### Exercise description
Work through the records that follow and return each line containing the word "give".

### Provided entries
● ● ● ● ● ● ●
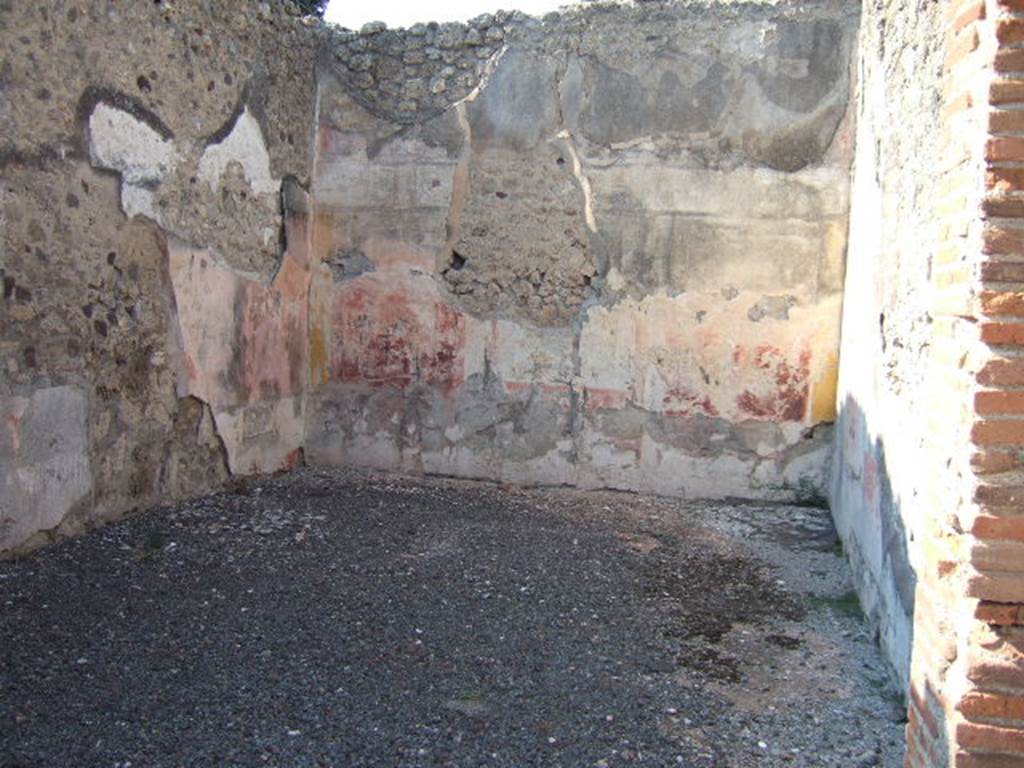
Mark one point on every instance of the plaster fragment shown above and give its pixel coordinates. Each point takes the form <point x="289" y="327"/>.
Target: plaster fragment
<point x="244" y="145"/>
● ● ● ● ● ● ●
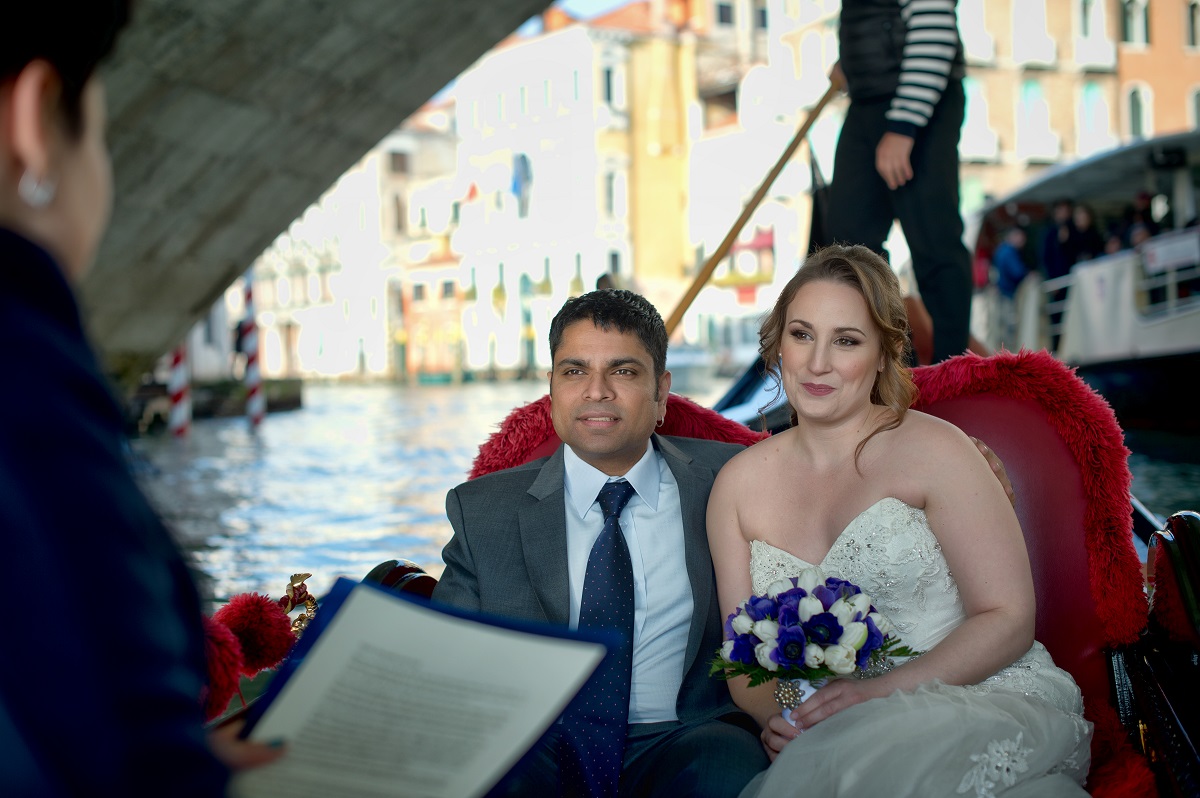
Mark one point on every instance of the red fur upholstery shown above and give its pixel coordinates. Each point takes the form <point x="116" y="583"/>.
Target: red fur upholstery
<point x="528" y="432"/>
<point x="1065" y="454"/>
● ● ● ● ● ● ●
### Answer area
Mark one point on every instance of the plaster fragment shown above and give its pixel coordinates. Each point takes the form <point x="289" y="327"/>.
Mark one point on every instance of the red fur upholstery shown above and give its pixel coordinates. Each point takes the form <point x="116" y="583"/>.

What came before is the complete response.